Top of PASSAGE PROVIDED

Sebastiano Martinelli (20 August 1848 – 4 July 1918) was a Cardinal of the Roman Catholic Church who served as Prefect of the Congregation of Rites.

Early life
Sebastiano Martinelli was born in Borgo Sant'Anna within the Archdiocese of Lucca, Italy. He was the son of Cosma Martinelli and Maddalena Pardini. His brother was Cardinal Tommaso Martinelli. He studied in the San Michele Seminary in Lucca and later the Collegio Sant'Agostino in Rome. He joined the Order of the Hermits of Saint Augustine (Augustinians) on 6 December 1863 and was professed on 6 January 1865.

Ecclesiastical career

Priesthood
He was ordained on 4 March 1871 in Rome. He served as a professor of theology at the Santa Maria in Posterula College, Rome. He was named postulator causarum servorum Dei of the Augustinian Order in 1881. He became prior general of his Order in 1889 and was reelected in 1895.

Episcopate

He was appointed apostolic delegate to the United States on 18 April 1896 by Pope Leo XIII and titular archbishop of Ephesus on 18 August 1896.  He was consecrated on 30 August 1896, by Mariano Rampolla, Cardinal Secretary of State. He took possession of the apostolic delegation on 4 October 1896.  He was much more popular than his predecessor, Cardinal Satolli.  In this role, he attended the dedication of  St. Mary's Church in Dedham, Massachusetts.

Bottom of PASSAGE PROVIDED
Top of DATA PROVIDED

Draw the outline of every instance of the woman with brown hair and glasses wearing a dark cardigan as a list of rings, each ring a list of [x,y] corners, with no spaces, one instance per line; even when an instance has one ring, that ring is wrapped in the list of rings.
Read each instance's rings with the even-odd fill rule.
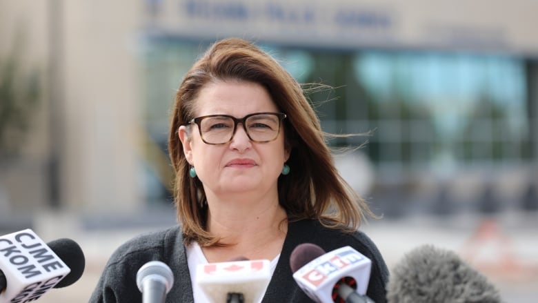
[[[372,260],[367,295],[385,302],[388,270],[357,231],[372,215],[341,178],[301,86],[243,39],[213,44],[179,86],[168,147],[180,226],[141,235],[109,260],[90,302],[140,302],[140,266],[160,260],[175,282],[167,302],[207,302],[198,264],[270,260],[261,302],[312,302],[292,277],[302,243],[352,246]]]

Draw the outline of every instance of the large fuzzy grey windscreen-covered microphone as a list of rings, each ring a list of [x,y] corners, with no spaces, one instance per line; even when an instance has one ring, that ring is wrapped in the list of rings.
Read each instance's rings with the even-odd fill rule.
[[[392,269],[387,300],[396,302],[501,302],[486,277],[452,251],[423,245]]]

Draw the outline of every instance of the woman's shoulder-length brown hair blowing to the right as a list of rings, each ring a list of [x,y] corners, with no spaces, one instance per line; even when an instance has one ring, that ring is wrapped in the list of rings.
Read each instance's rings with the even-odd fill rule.
[[[186,244],[218,244],[206,230],[207,204],[197,177],[183,155],[179,126],[194,118],[197,94],[215,81],[251,81],[265,87],[284,119],[285,144],[291,173],[278,180],[279,204],[288,219],[319,219],[329,228],[350,231],[365,214],[373,215],[357,193],[342,179],[332,160],[319,119],[301,86],[266,52],[249,41],[229,38],[217,41],[190,68],[175,95],[168,148],[175,170],[174,195],[177,216]]]

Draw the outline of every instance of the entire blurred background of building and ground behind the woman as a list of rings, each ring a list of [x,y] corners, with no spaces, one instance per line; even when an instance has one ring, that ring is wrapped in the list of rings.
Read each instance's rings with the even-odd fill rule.
[[[70,237],[86,302],[114,248],[176,224],[166,140],[183,75],[244,37],[301,83],[389,267],[459,253],[507,302],[538,295],[538,2],[0,0],[0,232]],[[327,100],[330,100],[326,102]],[[292,168],[293,169],[293,168]]]

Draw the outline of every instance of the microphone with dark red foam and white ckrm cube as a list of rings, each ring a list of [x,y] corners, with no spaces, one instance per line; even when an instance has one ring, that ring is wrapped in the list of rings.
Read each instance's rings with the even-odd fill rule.
[[[370,259],[351,246],[325,253],[315,244],[303,243],[290,255],[295,282],[319,303],[373,302],[366,296],[371,266]]]

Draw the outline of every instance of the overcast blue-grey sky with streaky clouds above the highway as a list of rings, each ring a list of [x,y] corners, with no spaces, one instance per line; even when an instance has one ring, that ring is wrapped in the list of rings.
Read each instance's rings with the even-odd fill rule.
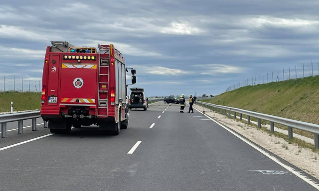
[[[318,0],[1,0],[0,76],[39,81],[52,40],[113,43],[147,96],[218,95],[318,65],[318,9]]]

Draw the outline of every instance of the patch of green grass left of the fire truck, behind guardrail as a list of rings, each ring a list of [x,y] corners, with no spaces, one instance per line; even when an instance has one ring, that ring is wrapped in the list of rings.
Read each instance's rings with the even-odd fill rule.
[[[9,112],[13,102],[13,111],[35,110],[41,107],[41,93],[1,92],[0,112]]]

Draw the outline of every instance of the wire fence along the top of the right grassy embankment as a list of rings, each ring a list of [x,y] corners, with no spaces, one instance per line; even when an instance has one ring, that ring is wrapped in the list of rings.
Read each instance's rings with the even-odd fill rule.
[[[233,91],[245,86],[256,86],[258,84],[268,84],[271,82],[306,78],[310,76],[319,76],[319,62],[318,64],[315,64],[312,61],[311,63],[295,65],[295,67],[293,68],[283,68],[276,71],[251,76],[241,82],[237,82],[234,85],[228,87],[226,89],[226,92]]]

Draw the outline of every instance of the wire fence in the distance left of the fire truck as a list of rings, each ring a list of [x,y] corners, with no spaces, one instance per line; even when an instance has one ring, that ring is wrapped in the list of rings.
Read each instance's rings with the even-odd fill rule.
[[[42,80],[3,76],[0,79],[0,92],[41,92]]]

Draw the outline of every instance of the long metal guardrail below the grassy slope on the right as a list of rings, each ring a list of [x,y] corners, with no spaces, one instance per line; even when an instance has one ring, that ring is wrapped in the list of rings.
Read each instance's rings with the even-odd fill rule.
[[[220,112],[221,114],[224,113],[225,115],[227,115],[227,111],[228,111],[229,117],[231,117],[231,111],[233,112],[234,118],[236,118],[236,113],[239,113],[240,120],[243,119],[242,115],[245,114],[245,115],[247,115],[247,123],[248,124],[250,124],[250,117],[251,116],[256,117],[259,128],[261,127],[261,119],[270,121],[270,133],[275,132],[274,123],[279,123],[279,124],[288,126],[288,137],[290,139],[293,138],[293,128],[312,132],[315,135],[315,148],[319,149],[319,125],[318,124],[307,123],[307,122],[303,122],[303,121],[297,121],[297,120],[293,120],[293,119],[287,119],[287,118],[263,114],[263,113],[257,113],[254,111],[248,111],[248,110],[238,109],[238,108],[234,108],[234,107],[215,105],[212,103],[206,103],[206,102],[202,102],[202,101],[196,101],[196,102],[202,104],[206,108],[210,108],[213,111]]]

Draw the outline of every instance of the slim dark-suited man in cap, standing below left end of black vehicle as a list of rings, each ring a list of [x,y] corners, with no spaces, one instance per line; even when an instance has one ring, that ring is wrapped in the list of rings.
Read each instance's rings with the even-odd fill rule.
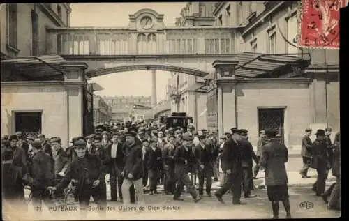
[[[168,135],[168,143],[163,146],[163,171],[165,172],[164,190],[165,194],[172,195],[175,188],[174,177],[174,143],[176,136],[174,134]]]

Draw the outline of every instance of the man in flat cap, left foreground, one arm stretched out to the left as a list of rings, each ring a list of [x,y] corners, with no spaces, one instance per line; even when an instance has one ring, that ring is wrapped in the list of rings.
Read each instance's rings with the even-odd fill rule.
[[[91,196],[97,205],[102,207],[98,213],[105,218],[107,199],[105,195],[105,171],[101,160],[94,155],[87,154],[86,142],[78,139],[74,143],[77,157],[69,164],[66,176],[54,187],[47,189],[61,192],[70,181],[77,181],[77,197],[79,198],[82,218],[86,218],[87,208]]]

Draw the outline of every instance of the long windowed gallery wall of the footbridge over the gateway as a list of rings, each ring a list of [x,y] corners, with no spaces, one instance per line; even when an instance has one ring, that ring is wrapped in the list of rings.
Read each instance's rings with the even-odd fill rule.
[[[52,54],[234,54],[231,29],[170,29],[163,33],[131,33],[127,30],[48,29]],[[219,32],[221,31],[221,32]]]

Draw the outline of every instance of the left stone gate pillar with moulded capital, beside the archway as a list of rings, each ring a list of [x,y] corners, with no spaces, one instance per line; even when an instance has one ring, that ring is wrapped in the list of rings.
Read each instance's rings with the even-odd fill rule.
[[[84,70],[87,69],[87,64],[83,62],[64,62],[61,64],[64,68],[64,83],[66,85],[66,119],[68,128],[68,142],[73,137],[83,135],[83,88],[85,84]]]

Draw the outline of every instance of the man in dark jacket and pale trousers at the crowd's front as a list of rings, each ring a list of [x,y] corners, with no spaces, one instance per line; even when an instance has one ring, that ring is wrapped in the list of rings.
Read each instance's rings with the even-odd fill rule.
[[[136,199],[140,204],[144,203],[142,185],[142,148],[137,142],[137,133],[133,130],[126,132],[126,157],[122,176],[124,182],[121,186],[124,204],[131,204],[130,188],[134,185]]]

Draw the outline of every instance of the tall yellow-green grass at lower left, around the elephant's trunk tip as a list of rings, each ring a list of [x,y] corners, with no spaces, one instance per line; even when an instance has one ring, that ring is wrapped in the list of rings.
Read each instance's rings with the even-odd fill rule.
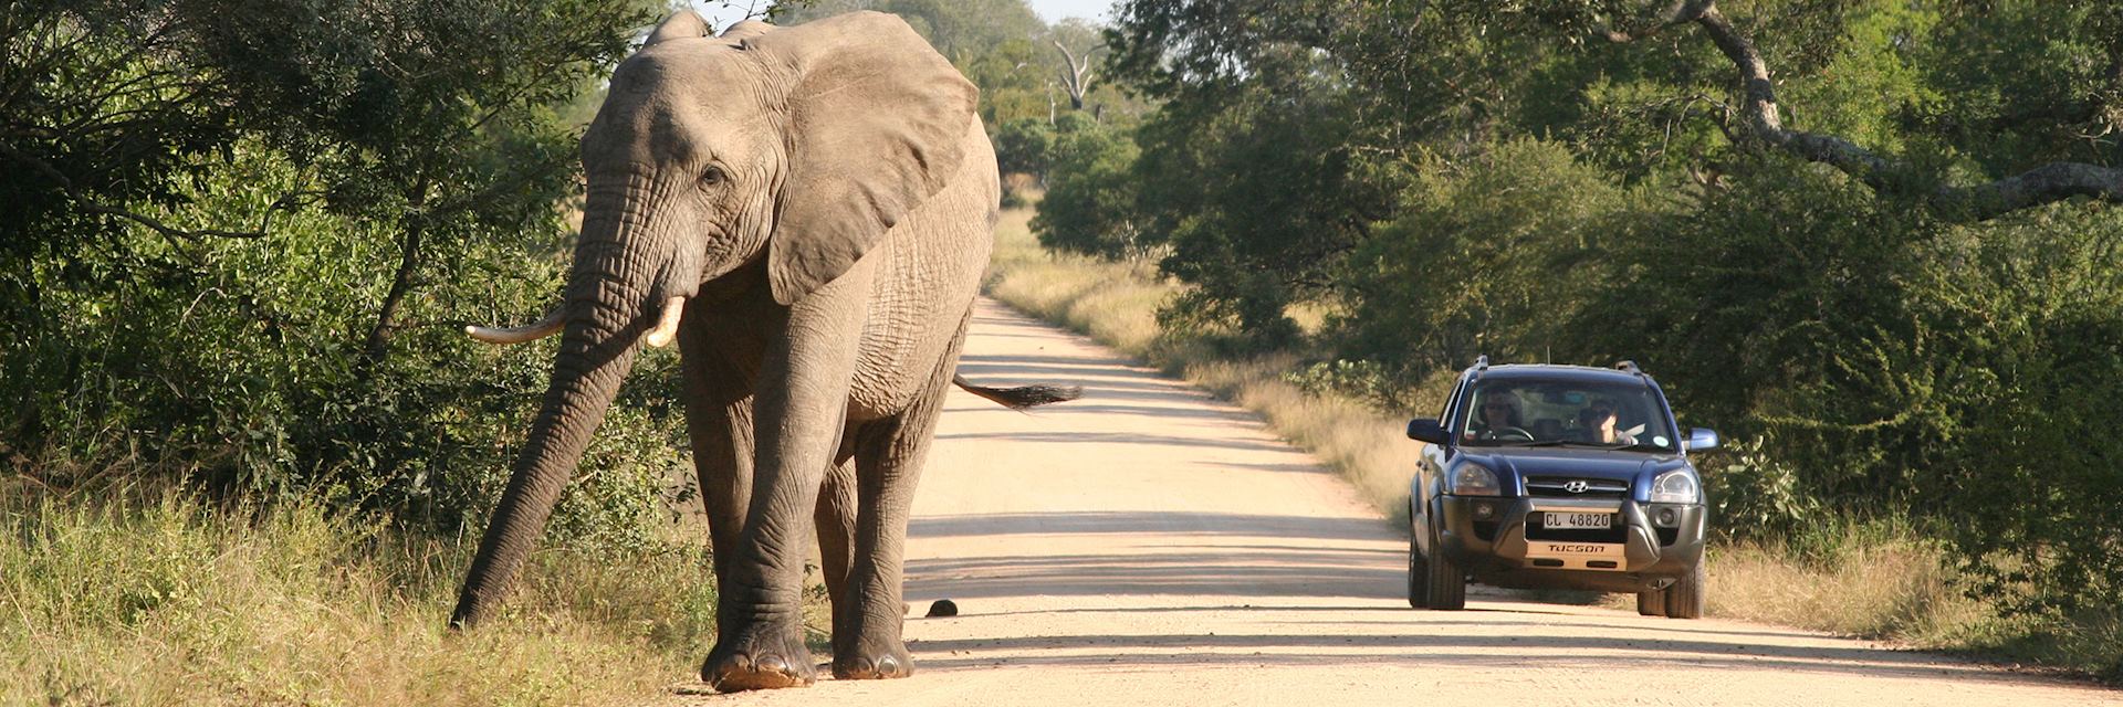
[[[450,633],[476,539],[306,503],[6,493],[4,705],[639,703],[713,641],[705,539],[541,550],[501,616]]]

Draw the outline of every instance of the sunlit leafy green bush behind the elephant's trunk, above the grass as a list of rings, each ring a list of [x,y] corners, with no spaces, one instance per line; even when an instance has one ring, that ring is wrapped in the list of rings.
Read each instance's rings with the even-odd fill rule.
[[[295,170],[240,151],[193,197],[195,214],[265,200]],[[552,221],[556,225],[556,217]],[[537,412],[552,342],[486,346],[465,323],[529,321],[554,304],[565,234],[471,244],[408,301],[391,355],[363,367],[374,301],[391,282],[389,238],[323,210],[278,219],[272,238],[212,240],[157,280],[72,280],[117,270],[81,253],[38,261],[13,287],[40,297],[8,316],[28,346],[0,363],[0,410],[19,473],[53,488],[163,480],[217,495],[323,495],[408,522],[478,527]],[[132,234],[132,248],[157,238]],[[639,535],[662,516],[677,465],[675,361],[643,357],[554,520],[560,537]]]

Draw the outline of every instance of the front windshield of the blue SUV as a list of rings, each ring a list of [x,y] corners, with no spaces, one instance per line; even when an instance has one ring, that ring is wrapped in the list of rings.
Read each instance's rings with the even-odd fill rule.
[[[1465,446],[1675,450],[1664,408],[1641,382],[1484,380],[1459,420]]]

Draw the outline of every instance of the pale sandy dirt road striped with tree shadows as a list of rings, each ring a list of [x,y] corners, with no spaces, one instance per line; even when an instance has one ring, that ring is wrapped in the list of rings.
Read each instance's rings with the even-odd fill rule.
[[[1480,588],[1416,611],[1403,533],[1253,416],[991,301],[962,372],[1085,397],[1019,414],[951,393],[909,541],[917,675],[684,703],[2123,705],[1792,628]],[[943,597],[962,616],[921,618]]]

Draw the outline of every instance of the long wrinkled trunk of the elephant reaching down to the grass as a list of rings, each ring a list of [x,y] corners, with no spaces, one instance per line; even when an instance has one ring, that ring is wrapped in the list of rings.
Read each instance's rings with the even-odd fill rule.
[[[597,210],[592,193],[590,214]],[[614,200],[624,202],[624,200]],[[560,352],[554,359],[546,401],[531,427],[531,437],[516,456],[507,490],[486,524],[480,554],[471,561],[465,588],[459,592],[450,626],[469,626],[486,618],[516,582],[516,571],[546,531],[560,490],[573,478],[590,433],[605,420],[605,410],[633,367],[639,342],[656,329],[675,329],[673,312],[650,314],[658,278],[669,265],[656,238],[641,238],[637,219],[597,219],[584,225],[575,248],[575,268],[567,284],[567,325],[560,331]],[[622,234],[633,231],[633,234]],[[673,297],[669,308],[684,301]],[[669,323],[667,323],[669,321]]]

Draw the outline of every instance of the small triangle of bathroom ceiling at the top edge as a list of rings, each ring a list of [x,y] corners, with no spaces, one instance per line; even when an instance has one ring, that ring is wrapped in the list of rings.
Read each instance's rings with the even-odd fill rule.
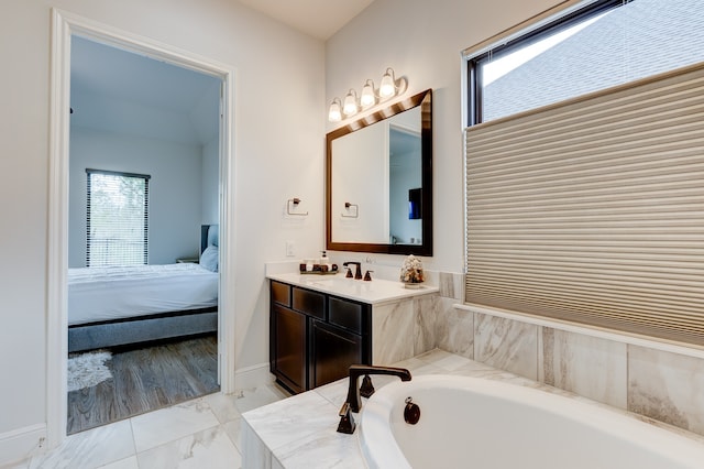
[[[374,0],[238,0],[282,23],[327,41]]]

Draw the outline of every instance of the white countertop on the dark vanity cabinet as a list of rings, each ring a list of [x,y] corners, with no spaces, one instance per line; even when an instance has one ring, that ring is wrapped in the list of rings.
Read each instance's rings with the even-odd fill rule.
[[[365,282],[363,280],[346,279],[342,272],[334,275],[271,273],[266,277],[373,305],[440,291],[437,286],[425,283],[420,284],[417,290],[411,290],[406,288],[403,282],[392,282],[383,279],[373,279],[370,282]]]

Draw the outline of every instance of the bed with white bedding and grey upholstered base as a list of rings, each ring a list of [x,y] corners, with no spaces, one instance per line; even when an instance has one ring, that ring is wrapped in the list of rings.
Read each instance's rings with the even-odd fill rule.
[[[68,270],[68,351],[218,330],[217,225],[201,227],[200,260]]]

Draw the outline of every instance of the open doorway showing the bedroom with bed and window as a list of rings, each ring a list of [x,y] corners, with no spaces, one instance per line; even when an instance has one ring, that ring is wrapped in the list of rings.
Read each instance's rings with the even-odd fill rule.
[[[69,435],[219,391],[221,84],[72,36]]]

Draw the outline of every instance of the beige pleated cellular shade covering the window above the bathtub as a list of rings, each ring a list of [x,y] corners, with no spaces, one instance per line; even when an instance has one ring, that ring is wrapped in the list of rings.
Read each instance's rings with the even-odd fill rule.
[[[465,302],[704,346],[704,64],[466,130]]]

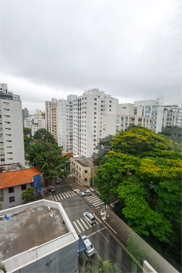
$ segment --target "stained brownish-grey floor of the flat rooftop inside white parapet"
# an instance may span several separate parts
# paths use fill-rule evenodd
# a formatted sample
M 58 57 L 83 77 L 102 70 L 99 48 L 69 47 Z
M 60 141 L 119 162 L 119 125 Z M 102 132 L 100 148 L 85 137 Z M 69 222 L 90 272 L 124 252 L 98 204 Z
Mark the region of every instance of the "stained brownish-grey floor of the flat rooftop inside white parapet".
M 46 206 L 0 221 L 0 261 L 69 233 L 58 209 Z

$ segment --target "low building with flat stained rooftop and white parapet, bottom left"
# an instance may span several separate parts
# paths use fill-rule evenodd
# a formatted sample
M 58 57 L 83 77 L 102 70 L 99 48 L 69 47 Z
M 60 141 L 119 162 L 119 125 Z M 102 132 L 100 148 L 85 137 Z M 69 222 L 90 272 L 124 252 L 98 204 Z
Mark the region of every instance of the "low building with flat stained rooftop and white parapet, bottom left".
M 79 237 L 61 203 L 43 199 L 3 210 L 0 219 L 8 272 L 77 271 Z

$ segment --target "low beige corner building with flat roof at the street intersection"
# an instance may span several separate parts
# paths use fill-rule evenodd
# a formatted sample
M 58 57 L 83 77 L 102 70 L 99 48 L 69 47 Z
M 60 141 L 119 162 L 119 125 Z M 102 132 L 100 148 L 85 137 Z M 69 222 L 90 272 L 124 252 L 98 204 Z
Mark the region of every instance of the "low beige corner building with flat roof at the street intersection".
M 76 183 L 90 187 L 94 184 L 98 167 L 93 165 L 93 162 L 86 157 L 72 157 L 70 159 L 70 173 Z

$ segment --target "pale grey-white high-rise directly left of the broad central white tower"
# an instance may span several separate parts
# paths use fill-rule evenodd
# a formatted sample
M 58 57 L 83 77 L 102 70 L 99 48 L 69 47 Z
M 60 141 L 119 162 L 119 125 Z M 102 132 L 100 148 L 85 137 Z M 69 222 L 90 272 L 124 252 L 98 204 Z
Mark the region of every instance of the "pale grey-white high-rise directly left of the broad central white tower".
M 73 152 L 73 100 L 77 95 L 68 95 L 67 100 L 58 100 L 58 145 L 63 153 Z

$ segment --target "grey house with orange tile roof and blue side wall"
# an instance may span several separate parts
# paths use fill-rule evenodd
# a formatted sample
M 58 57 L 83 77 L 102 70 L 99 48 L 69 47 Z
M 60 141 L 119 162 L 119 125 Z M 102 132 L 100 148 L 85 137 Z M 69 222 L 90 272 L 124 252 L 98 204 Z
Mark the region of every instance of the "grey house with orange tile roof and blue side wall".
M 2 172 L 0 210 L 21 205 L 23 203 L 21 194 L 28 187 L 35 188 L 37 194 L 41 193 L 41 174 L 37 167 Z

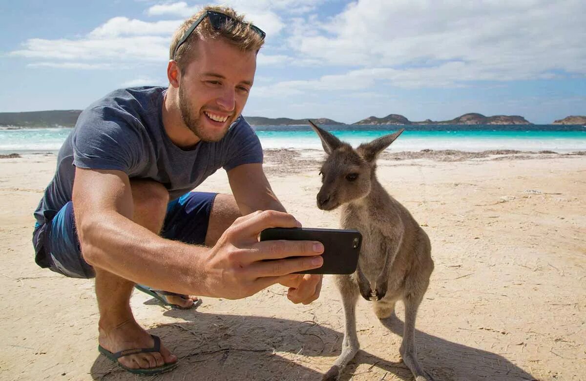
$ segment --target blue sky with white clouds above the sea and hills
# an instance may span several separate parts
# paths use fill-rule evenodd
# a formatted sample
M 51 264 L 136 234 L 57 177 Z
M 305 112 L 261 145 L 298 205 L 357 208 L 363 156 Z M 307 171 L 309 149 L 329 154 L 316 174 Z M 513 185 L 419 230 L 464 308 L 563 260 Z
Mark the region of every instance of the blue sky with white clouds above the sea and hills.
M 0 5 L 0 112 L 83 109 L 168 85 L 171 36 L 213 2 Z M 267 33 L 243 115 L 353 123 L 586 115 L 584 0 L 233 0 Z

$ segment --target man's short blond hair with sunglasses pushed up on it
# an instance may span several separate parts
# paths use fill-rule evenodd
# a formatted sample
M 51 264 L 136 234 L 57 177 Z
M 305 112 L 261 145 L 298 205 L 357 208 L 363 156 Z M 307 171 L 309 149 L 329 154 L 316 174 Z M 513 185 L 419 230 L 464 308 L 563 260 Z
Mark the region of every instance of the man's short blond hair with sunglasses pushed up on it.
M 227 6 L 206 6 L 189 19 L 185 20 L 179 29 L 173 34 L 171 40 L 171 47 L 169 48 L 169 59 L 173 59 L 173 52 L 179 43 L 179 40 L 185 32 L 193 25 L 193 23 L 207 11 L 214 11 L 224 13 L 230 16 L 237 22 L 227 21 L 222 28 L 214 29 L 210 23 L 209 18 L 204 18 L 202 22 L 193 30 L 189 38 L 179 46 L 175 53 L 175 61 L 183 70 L 188 64 L 195 59 L 195 46 L 200 39 L 216 39 L 223 37 L 224 40 L 239 47 L 243 52 L 258 52 L 263 46 L 264 39 L 258 35 L 254 29 L 250 28 L 250 23 L 244 21 L 244 15 L 239 15 L 234 9 Z

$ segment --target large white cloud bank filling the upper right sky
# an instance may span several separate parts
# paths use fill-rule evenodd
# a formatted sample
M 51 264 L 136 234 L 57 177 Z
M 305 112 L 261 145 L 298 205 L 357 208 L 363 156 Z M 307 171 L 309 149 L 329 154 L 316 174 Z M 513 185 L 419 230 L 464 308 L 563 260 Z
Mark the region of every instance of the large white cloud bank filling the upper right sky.
M 522 80 L 547 71 L 586 74 L 578 36 L 586 3 L 565 1 L 381 2 L 359 0 L 321 25 L 297 23 L 289 45 L 324 64 L 365 67 L 422 65 L 464 80 Z M 444 73 L 445 75 L 445 73 Z M 409 74 L 406 74 L 409 77 Z M 449 75 L 448 75 L 449 77 Z M 414 84 L 413 81 L 408 80 Z

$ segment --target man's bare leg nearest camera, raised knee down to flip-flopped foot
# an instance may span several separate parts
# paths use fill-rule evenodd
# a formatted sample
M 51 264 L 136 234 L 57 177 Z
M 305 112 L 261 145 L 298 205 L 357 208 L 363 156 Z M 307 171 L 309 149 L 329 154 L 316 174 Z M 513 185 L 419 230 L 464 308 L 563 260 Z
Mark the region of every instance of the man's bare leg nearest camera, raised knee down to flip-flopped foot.
M 163 225 L 169 194 L 165 187 L 154 181 L 131 181 L 134 215 L 132 220 L 158 234 Z M 124 255 L 124 253 L 121 253 Z M 100 310 L 98 342 L 110 352 L 125 349 L 151 348 L 153 341 L 137 321 L 130 308 L 130 296 L 134 283 L 105 270 L 96 271 L 96 297 Z M 193 301 L 189 301 L 193 303 Z M 154 368 L 177 361 L 165 346 L 161 352 L 139 353 L 120 358 L 128 368 Z

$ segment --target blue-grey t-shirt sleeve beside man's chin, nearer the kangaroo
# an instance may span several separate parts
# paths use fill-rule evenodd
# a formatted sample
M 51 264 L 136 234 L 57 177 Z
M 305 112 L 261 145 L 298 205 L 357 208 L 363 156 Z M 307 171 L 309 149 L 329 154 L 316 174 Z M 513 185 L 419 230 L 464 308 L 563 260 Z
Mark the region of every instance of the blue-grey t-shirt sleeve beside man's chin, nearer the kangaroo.
M 240 120 L 229 131 L 227 156 L 223 168 L 226 171 L 236 168 L 242 164 L 263 163 L 263 147 L 253 128 L 244 118 Z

Bottom of DATA PROVIDED

COMPLETE THE FOLLOWING:
• 1. From the passage on Sebastiano Martinelli, reproduce the text between "He was appointed" and "in Dedham, Massachusetts.", inclusive.
• 2. In the Sebastiano Martinelli passage, who consecrated him on 30 August 1896?

SOLUTIONS TO THE TASKS:
• 1.
He was appointed apostolic delegate to the United States on 18 April 1896 by Pope Leo XIII and titular archbishop of Ephesus on 18 August 1896.  He was consecrated on 30 August 1896, by Mariano Rampolla, Cardinal Secretary of State. He took possession of the apostolic delegation on 4 October 1896.  He was much more popular than his predecessor, Cardinal Satolli.  In this role, he attended the dedication of  St. Mary's Church in Dedham, Massachusetts.

• 2. Mariano Rampolla, Cardinal Secretary of State